START Provided passage
Spirit Review: Grey Goose La Poire Vodka

I went to a party a couple of weeks ago, and my friend asked me to come to his kitchen and help him. Seems that someone else who was helping with the party had given him a case of Grey Goose La Poire Vodka to serve at the party, and my friend didn't know what to do with it. He made a punch with St. Germain, La Poire, and lemon, but it didn't taste right.

So we made a simple syrup, added more lemon, and got a tolerable punch together. Everyone loved it, in fact. To thank me for his trouble, he gave me a bottle of the stuff to take home. Heck he had three more bottles left.

So I finally got around to opening it this weekend, and decided to see how it worked in a few different drinks. First, we tried a Cosmopolitan with it, and the Cosmo was excellent. The pear added a distinctive fruit smell different from the common citrus vodka. It was delicious.

Last night, we made Cape Cods. They were good, too. Man, this stuff was turning out to be great in traditional vodka cocktails. It adds a new note that changes the flavor of everything you put it in. Basically, it adds a smell. It's still vodka--flavorless and odorless--and the La Poire Vodka adds a little of both, especially the odor part.
END Provided passage
START Given records
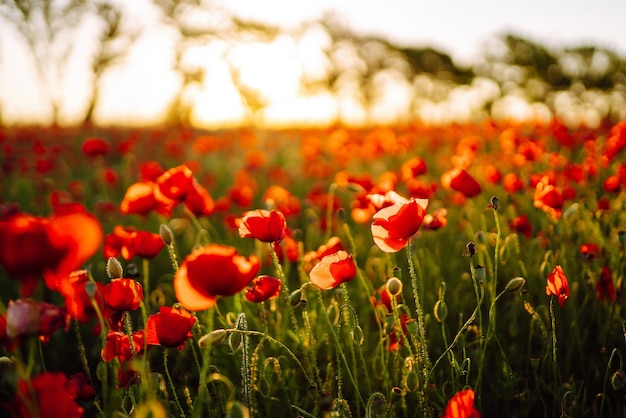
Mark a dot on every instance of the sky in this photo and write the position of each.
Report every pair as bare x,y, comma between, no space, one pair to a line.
459,27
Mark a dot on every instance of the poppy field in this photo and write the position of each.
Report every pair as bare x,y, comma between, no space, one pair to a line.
404,271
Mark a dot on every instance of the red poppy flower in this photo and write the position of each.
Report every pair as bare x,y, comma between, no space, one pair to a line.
461,405
117,345
521,225
548,198
123,295
263,288
589,251
512,183
460,180
79,305
435,220
129,242
333,270
139,199
92,147
395,224
44,395
198,200
264,225
557,285
170,327
282,200
174,184
605,288
26,318
77,386
212,271
313,257
53,247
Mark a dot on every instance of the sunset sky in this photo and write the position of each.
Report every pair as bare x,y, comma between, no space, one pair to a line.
458,27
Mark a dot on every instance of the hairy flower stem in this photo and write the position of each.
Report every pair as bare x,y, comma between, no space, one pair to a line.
355,324
294,322
423,352
340,352
494,284
554,358
169,379
145,267
128,325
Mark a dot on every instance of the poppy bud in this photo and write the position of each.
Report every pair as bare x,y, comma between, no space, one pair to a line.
213,338
166,234
295,298
618,380
412,382
396,394
441,310
479,274
114,268
515,284
495,203
91,288
470,249
394,286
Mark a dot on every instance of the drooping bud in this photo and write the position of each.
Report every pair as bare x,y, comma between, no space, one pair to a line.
114,269
166,234
479,273
515,284
440,310
394,286
495,203
470,249
213,338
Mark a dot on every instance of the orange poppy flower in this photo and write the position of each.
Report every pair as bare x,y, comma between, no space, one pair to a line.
264,225
395,224
211,271
170,327
46,393
460,180
53,247
263,288
557,285
461,405
332,270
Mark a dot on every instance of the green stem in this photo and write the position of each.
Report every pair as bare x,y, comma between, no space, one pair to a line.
169,379
423,352
554,363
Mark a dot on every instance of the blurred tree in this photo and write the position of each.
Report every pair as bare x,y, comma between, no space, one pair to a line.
55,30
196,24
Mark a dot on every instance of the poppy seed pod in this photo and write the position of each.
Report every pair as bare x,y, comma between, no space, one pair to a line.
213,338
114,269
166,234
515,284
394,286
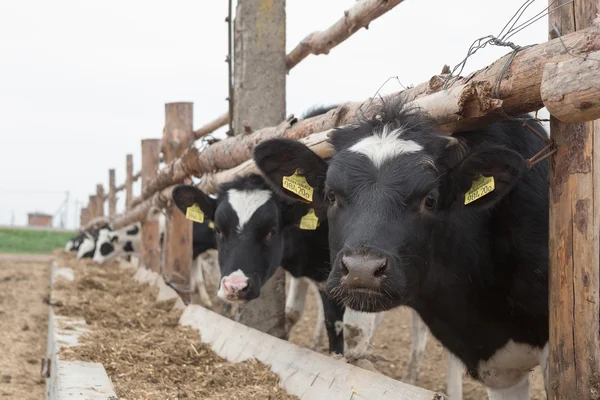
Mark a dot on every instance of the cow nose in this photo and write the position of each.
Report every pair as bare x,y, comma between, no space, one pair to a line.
234,287
363,270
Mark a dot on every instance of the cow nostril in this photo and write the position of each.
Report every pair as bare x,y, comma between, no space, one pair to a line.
344,266
380,270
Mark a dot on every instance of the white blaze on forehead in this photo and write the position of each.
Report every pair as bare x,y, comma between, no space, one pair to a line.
381,147
246,202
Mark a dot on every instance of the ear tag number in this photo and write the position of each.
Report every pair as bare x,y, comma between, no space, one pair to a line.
481,186
194,213
297,184
310,221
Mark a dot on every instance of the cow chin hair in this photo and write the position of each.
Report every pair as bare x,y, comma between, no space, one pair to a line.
376,301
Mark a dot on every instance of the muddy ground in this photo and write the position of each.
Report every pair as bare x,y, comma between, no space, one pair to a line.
392,343
145,352
24,283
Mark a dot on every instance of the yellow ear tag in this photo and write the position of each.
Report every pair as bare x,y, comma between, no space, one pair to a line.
194,213
297,184
310,221
481,186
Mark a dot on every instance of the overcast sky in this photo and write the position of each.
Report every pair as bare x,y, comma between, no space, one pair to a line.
82,82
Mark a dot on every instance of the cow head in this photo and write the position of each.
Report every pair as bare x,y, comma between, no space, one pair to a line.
248,223
111,244
394,180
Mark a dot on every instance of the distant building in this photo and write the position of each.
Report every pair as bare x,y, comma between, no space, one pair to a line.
39,219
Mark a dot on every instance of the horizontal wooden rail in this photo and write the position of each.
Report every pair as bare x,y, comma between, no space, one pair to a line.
469,102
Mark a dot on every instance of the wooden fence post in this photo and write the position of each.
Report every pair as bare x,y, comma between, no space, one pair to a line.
112,193
84,216
92,206
150,233
177,245
259,102
574,177
129,181
100,200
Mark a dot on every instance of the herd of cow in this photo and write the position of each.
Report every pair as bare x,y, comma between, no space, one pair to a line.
453,226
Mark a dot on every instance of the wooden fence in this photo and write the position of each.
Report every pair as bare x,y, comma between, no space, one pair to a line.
562,74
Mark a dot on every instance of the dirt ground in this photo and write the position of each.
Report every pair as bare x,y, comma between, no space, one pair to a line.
24,282
392,342
145,352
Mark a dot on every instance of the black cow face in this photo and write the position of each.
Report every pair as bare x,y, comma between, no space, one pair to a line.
248,221
393,180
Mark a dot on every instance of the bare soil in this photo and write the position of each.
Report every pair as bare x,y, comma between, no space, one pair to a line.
391,347
145,352
24,325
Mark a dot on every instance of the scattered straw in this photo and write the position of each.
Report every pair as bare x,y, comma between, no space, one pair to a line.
145,352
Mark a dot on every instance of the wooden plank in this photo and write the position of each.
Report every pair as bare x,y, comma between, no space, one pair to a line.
519,93
259,95
574,303
150,233
178,135
99,200
128,181
112,193
92,207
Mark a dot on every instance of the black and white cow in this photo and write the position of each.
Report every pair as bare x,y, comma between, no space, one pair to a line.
111,244
412,222
257,231
87,248
74,243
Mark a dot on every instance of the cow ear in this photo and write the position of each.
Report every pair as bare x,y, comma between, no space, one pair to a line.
280,159
484,177
186,196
END Given records
• **What to produce**: Render this sentence from the Grey Goose La Poire review in Spanish: "The pear added a distinctive fruit smell different from the common citrus vodka."

• **Expected output**: La pera añadía un aroma frutal distintivo, diferente del vodka cítrico común.